Photo-based referring expression data

====================

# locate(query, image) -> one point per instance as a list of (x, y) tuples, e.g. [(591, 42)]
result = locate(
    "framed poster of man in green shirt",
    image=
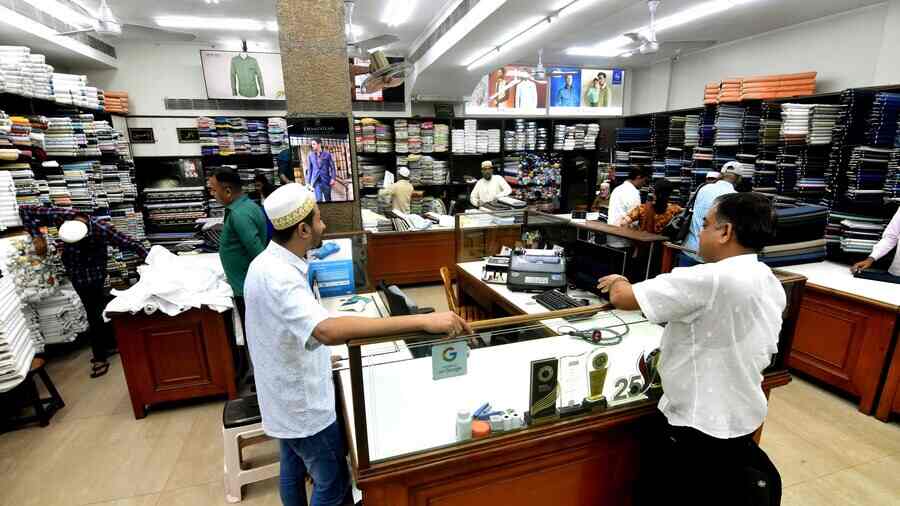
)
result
[(242, 75)]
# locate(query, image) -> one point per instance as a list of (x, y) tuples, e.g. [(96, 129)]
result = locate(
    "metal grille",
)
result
[(461, 10), (33, 13)]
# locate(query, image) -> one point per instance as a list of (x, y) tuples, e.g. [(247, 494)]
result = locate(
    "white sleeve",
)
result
[(504, 187), (681, 295), (475, 196), (302, 313), (889, 239)]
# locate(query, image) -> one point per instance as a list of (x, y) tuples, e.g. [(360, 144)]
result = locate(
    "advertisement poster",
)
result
[(565, 87), (510, 90), (601, 92), (320, 156), (242, 75)]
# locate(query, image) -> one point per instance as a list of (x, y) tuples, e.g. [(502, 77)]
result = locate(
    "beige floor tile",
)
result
[(143, 500), (213, 494)]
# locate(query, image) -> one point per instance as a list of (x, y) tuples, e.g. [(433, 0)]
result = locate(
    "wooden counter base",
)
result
[(173, 358), (843, 342)]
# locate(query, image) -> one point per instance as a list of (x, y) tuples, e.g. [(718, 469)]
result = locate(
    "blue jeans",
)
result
[(321, 455), (685, 260)]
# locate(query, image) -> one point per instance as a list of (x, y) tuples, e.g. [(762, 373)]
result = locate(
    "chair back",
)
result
[(452, 303)]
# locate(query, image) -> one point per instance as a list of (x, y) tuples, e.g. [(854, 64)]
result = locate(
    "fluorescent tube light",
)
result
[(62, 12), (398, 12), (529, 30), (609, 48), (197, 22)]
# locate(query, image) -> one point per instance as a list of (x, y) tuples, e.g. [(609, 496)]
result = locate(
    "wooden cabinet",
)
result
[(410, 257), (844, 342), (175, 358), (889, 402)]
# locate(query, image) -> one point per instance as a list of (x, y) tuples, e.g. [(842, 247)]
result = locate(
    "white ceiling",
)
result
[(447, 76), (605, 19)]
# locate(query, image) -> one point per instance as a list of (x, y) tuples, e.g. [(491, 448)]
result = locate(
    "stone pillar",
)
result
[(317, 81)]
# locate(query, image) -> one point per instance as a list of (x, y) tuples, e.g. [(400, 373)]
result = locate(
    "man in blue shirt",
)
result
[(706, 197), (321, 174), (568, 96)]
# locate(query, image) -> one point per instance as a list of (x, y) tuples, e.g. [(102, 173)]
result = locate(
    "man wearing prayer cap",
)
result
[(289, 332), (490, 187), (401, 191)]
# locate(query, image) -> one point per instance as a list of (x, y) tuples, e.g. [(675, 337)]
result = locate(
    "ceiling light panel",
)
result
[(199, 22), (398, 12), (617, 45)]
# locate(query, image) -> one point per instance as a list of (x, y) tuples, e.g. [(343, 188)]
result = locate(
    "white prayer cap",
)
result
[(731, 168), (289, 205), (72, 231)]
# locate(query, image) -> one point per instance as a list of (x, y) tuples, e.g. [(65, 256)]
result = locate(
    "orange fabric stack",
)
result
[(711, 93), (778, 86), (730, 91), (116, 101)]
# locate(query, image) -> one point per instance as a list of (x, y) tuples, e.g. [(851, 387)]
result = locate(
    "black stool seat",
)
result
[(241, 412)]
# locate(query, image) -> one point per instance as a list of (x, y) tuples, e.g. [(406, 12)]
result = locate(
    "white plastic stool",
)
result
[(241, 427)]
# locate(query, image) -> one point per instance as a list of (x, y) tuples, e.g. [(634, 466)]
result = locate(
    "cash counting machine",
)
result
[(536, 270)]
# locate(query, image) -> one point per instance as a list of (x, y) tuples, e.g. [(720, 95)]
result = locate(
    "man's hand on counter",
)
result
[(861, 266)]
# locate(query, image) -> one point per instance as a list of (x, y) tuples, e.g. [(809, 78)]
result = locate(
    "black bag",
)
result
[(678, 228)]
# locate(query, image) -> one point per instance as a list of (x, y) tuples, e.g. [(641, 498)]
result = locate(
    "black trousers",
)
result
[(686, 466), (102, 338)]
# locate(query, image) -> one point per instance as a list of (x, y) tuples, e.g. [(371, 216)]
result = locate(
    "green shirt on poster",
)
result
[(246, 77), (244, 236)]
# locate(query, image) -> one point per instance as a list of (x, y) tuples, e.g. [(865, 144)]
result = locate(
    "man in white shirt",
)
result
[(490, 187), (885, 245), (289, 332), (706, 196), (401, 191), (723, 319), (623, 199)]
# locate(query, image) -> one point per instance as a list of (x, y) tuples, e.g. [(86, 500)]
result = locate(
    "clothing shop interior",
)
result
[(249, 248)]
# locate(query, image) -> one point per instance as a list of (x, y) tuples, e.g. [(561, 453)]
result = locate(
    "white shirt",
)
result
[(292, 369), (623, 199), (888, 242), (489, 191), (723, 324)]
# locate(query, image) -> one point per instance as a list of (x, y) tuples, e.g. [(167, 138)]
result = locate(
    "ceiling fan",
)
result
[(647, 43), (107, 25), (360, 48)]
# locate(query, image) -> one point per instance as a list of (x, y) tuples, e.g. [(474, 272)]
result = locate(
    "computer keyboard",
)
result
[(554, 300)]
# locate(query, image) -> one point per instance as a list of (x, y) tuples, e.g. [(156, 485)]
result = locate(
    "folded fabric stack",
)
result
[(40, 74), (711, 93), (442, 138), (730, 91), (73, 89), (206, 130), (12, 76), (778, 86), (224, 136), (849, 131), (729, 125), (799, 236), (116, 102), (61, 316), (882, 129), (892, 181), (17, 341), (257, 133), (9, 209), (866, 174), (278, 140), (822, 119)]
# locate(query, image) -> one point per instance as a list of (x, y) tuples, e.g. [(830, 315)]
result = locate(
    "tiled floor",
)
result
[(95, 452)]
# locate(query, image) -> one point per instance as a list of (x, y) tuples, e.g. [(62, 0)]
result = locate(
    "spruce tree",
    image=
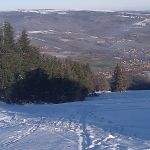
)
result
[(8, 37), (24, 42), (119, 79)]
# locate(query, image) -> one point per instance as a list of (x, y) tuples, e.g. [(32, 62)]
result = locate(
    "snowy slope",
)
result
[(112, 121)]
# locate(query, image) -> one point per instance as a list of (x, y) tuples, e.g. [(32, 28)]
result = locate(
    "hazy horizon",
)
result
[(113, 5)]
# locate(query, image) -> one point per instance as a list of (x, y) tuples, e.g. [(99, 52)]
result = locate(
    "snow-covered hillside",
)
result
[(111, 121)]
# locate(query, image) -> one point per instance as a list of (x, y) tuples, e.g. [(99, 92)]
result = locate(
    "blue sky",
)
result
[(76, 4)]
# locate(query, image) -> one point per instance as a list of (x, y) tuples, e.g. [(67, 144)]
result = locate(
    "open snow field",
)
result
[(112, 121)]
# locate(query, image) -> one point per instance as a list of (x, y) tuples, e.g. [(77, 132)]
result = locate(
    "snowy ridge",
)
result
[(44, 11), (98, 123), (143, 23)]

====================

**PROMPT:** Give the count of lines in the data above holding the word "green", and nothing beyond it.

**RESULT OF THE TASK:** 2